Position identification records:
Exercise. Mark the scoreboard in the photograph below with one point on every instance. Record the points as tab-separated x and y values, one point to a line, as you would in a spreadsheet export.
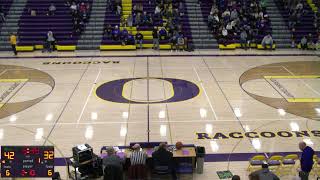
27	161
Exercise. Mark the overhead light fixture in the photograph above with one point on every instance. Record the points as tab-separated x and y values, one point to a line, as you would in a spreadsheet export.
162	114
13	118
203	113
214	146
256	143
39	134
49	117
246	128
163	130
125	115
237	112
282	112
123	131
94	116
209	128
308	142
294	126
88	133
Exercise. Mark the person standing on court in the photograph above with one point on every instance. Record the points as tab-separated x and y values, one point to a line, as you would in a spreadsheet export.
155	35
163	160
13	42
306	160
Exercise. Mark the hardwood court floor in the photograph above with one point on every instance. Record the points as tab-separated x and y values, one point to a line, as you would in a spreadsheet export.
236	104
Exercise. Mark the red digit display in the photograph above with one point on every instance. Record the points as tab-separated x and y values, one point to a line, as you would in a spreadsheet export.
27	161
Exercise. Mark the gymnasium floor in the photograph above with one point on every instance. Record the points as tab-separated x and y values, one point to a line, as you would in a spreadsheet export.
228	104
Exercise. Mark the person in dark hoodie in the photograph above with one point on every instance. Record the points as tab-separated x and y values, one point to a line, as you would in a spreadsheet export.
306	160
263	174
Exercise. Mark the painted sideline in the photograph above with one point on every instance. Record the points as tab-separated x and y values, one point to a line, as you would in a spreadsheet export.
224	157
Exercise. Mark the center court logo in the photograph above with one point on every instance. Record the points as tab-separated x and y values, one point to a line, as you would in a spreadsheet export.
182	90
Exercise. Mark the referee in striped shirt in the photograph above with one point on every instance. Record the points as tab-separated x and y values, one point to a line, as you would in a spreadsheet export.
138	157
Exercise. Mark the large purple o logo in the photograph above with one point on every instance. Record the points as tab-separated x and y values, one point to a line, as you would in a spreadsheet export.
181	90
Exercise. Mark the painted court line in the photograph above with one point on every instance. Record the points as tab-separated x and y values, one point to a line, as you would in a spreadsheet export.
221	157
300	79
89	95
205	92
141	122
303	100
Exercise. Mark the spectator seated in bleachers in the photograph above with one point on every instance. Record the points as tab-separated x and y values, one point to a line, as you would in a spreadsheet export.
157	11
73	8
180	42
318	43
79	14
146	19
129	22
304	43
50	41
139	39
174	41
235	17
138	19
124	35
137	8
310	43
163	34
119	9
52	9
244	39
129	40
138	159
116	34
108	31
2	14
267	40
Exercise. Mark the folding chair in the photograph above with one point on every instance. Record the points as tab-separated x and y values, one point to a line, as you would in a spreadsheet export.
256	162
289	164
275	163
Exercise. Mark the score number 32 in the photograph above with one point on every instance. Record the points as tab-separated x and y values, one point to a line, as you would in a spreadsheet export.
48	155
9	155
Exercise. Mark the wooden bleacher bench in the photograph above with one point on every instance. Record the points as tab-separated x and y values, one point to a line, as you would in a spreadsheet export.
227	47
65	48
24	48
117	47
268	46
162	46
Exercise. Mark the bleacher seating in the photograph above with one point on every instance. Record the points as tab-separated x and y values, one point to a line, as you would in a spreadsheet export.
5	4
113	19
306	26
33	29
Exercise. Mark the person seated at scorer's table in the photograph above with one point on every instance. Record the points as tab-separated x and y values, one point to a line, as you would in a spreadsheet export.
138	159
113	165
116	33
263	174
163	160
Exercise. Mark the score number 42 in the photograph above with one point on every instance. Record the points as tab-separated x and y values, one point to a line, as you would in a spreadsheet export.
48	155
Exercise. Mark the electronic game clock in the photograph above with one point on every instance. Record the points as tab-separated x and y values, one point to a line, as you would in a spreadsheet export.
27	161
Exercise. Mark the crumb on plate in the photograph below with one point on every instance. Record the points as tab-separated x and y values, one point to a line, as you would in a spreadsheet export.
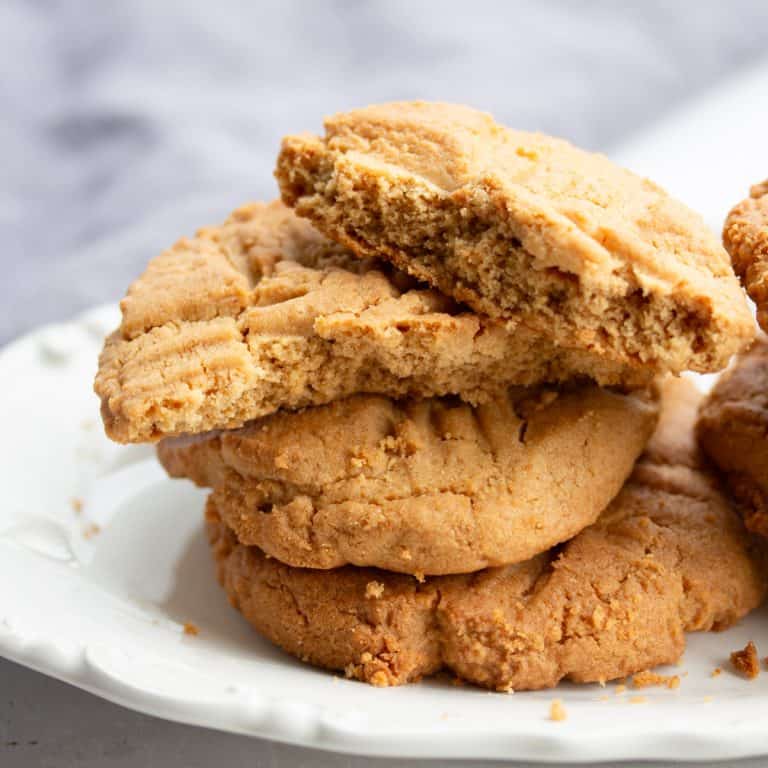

WHAT IS ASKED:
Copy the material from the line that contains "Exercise. Mark the score number 42" through the end, replacing "tab-separated" with "comma-separated" and leaving everything else unchanged. Omit the pictures.

EXERCISE SOLUTION:
Exercise. Mark the score number 42 in the photograph above with one point on every instance. Record the points as comma-separated x and y values, one point to a line, as you would in a spreadsheet export.
48	155
Exercise. Mark the electronic game clock in the photograph above with one point on every instance. Record the points as comma-separated x and y values, one point to a line, as you would in a spreadsheet export.
27	161
Exercise. Mark the crumb on plate in the photograph below with one point on every instance. Record the points as comma-separated x and y values, one point to a line, as you would in a spreadsheet export.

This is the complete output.